## TASK TO CARRY OUT
Without changing a character, return the entries, but not the images they hold.

## RECORDS PROVIDED
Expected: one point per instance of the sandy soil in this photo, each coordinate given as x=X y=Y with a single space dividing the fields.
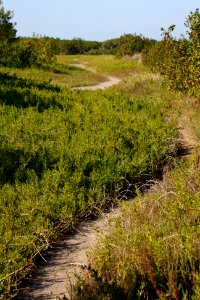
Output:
x=55 y=277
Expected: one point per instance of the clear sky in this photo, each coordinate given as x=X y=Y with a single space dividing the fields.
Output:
x=99 y=19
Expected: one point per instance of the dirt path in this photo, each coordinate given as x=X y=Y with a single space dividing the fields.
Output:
x=111 y=80
x=55 y=277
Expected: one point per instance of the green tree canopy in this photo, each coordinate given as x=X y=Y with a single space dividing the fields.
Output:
x=7 y=30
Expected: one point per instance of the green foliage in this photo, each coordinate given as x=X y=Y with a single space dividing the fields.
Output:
x=179 y=60
x=153 y=251
x=7 y=30
x=28 y=52
x=64 y=150
x=76 y=46
x=130 y=44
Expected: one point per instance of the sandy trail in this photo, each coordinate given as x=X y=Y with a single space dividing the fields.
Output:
x=55 y=277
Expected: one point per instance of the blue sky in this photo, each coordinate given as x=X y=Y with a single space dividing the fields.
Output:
x=99 y=19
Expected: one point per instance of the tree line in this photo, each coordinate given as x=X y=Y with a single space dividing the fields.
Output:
x=38 y=51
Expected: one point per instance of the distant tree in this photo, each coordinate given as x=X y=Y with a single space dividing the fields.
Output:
x=7 y=30
x=130 y=44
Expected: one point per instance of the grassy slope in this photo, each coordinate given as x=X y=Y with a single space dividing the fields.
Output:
x=153 y=251
x=64 y=150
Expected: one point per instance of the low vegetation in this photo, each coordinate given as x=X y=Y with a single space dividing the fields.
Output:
x=153 y=250
x=63 y=150
x=178 y=59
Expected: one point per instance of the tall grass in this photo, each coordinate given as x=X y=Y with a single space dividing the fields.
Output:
x=64 y=150
x=153 y=251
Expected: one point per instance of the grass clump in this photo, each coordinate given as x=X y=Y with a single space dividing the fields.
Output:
x=153 y=251
x=62 y=151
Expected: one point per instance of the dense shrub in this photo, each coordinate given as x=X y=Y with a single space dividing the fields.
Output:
x=179 y=60
x=153 y=251
x=64 y=150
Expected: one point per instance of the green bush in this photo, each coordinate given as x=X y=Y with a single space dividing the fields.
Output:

## EXPECTED ANSWER
Expected: one point per instance of the sandy soil in this photo, each coordinate given as x=X y=Y with a single space dividing the fields.
Output:
x=55 y=277
Expected: one point per instance of the clear sky in this photo, each coordinate given as x=X y=Y with a single space dividing the fields.
Output:
x=99 y=19
Expected: one point per instance of the dirt path in this photo, each coordinate given as x=X y=Y with a single space dividing the fields.
Output:
x=111 y=80
x=55 y=277
Expected: one point per instance of the green tree canopy in this photo, each coordinate given as x=X y=Y with a single space dividing the fields.
Output:
x=7 y=30
Expected: one point per instance of the green foliage in this photo, each coordinate given as x=X y=Y with a single space dividing the fields.
Output:
x=179 y=60
x=153 y=251
x=7 y=30
x=28 y=52
x=64 y=150
x=76 y=46
x=130 y=44
Expected: one point per instance of the sandy trail in this photo, each coordinate given as x=X y=Y with a single space dividing the fields.
Output:
x=55 y=277
Expected: one point per instance of the blue sky in this photo, each coordinate given as x=X y=Y with a single space dividing the fields.
Output:
x=99 y=19
Expected: one point per instance of the tree line in this photo, each coordinate given as x=X y=Y with a single space dividing the fields.
Output:
x=38 y=51
Expected: one point per instance of the distant tree in this photo, each coordinate given as x=X y=Y with a single space dividing the fields.
Output:
x=7 y=30
x=130 y=44
Expected: one point per instance of the grassy slope in this photo, each coordinate given as x=X y=Y with a single space dividing the fields.
Output:
x=153 y=251
x=64 y=150
Expected: one point per instance of the low vegetation in this photo, each coordinate given as x=X y=Y with a single space dividing the fields.
Output:
x=153 y=250
x=63 y=150
x=178 y=59
Expected: one point per instance of the tall grass in this photo, each coordinate given as x=X y=Y with a single space dividing the fields.
Output:
x=64 y=150
x=153 y=251
Expected: one point per instance of the grass clump in this photo, each coordinate given as x=X y=Y with a single space dividing the fields.
Output:
x=153 y=251
x=62 y=151
Expected: one point per instance of the dense shrub in this photo, each coordinate given as x=X y=Y with a single space dividing the fields.
Output:
x=179 y=60
x=153 y=251
x=64 y=150
Expected: one point per instance of the green bush in this photo, each coordinate given as x=X y=Y with a single space dividing the fields.
Output:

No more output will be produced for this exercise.